Can you rewrite the part of the records that opens with the line containing "Given the image above, identify the red" and closes with the line containing "[192,37,232,62]", renaming "whale" to "dolphin" and leaving everything else unchanged?

(Object detection data)

········

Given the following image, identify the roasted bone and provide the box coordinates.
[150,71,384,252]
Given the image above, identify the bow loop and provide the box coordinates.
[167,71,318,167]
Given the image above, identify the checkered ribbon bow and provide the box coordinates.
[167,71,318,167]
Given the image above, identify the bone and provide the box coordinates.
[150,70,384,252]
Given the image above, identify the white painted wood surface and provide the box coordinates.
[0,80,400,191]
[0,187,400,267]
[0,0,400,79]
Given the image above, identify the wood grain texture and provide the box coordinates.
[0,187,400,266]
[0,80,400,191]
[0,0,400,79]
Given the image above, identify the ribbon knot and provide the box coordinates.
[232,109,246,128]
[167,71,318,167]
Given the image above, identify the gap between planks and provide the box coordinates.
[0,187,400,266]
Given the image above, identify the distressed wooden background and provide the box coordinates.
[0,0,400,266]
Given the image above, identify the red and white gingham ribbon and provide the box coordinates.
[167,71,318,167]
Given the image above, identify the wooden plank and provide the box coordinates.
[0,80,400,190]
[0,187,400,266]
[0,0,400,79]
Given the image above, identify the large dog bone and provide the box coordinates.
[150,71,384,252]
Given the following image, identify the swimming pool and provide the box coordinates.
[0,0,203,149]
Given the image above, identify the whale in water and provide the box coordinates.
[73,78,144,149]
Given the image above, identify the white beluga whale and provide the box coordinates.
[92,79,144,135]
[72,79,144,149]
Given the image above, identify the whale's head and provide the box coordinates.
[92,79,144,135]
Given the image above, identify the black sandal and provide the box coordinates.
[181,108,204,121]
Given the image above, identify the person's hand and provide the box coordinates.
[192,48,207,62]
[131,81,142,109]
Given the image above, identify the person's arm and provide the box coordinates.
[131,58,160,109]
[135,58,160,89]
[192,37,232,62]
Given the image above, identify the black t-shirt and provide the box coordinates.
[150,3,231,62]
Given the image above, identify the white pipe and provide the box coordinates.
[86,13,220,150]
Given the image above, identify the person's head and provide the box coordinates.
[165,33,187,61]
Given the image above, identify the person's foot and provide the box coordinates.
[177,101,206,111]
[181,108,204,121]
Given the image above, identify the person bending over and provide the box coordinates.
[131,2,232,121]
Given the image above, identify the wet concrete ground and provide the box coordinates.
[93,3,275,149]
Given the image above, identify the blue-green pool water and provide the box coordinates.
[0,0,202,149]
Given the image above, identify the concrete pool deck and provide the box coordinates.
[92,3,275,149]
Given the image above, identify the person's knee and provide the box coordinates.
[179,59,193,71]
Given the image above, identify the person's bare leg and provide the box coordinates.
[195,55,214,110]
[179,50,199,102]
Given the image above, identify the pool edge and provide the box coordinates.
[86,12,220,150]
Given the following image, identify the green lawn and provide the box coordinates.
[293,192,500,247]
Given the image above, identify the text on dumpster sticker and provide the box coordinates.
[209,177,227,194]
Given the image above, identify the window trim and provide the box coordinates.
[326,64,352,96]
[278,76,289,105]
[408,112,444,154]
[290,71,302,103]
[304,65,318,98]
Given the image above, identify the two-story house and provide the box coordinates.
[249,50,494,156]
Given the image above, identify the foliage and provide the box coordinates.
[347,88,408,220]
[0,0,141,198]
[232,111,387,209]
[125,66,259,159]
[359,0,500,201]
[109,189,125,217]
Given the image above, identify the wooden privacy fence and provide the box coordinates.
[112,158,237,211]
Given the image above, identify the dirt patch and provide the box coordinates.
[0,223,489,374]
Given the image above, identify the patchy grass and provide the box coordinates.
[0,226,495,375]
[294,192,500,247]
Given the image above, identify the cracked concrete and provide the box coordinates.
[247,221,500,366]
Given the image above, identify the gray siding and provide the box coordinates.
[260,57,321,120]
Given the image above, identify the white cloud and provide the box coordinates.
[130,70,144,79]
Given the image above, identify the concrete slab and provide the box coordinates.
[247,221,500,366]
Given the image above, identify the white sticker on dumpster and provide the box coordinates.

········

■ **Response**
Given the image above, identify the red and white gingham ribbon and provide the box coordinates.
[167,71,318,167]
Given the image above, identify the wooden plank and provide the box coordinates.
[0,80,400,190]
[0,187,400,266]
[0,0,400,79]
Given the image above, identify the large dog bone and provide the box coordinates.
[150,71,384,252]
Given the following image, identify the swimming pool and provide the box coordinates.
[0,0,203,149]
Given the image above, identify the dolphin in water and provide the box coordinates.
[73,78,144,149]
Given the image above, identify the white beluga dolphin and provide the box coordinates.
[92,79,144,135]
[72,79,144,149]
Given the image above, identify the dolphin's head and provide the box coordinates.
[92,79,144,135]
Given the image above, identify the black sandal and provide the box coordinates.
[181,108,204,121]
Given the image above, identify the person's hand and provide the box coordinates.
[192,48,207,62]
[131,81,142,109]
Given the image above, identify the person's arm and provide the box coordinates.
[131,58,160,109]
[135,58,160,89]
[192,37,232,62]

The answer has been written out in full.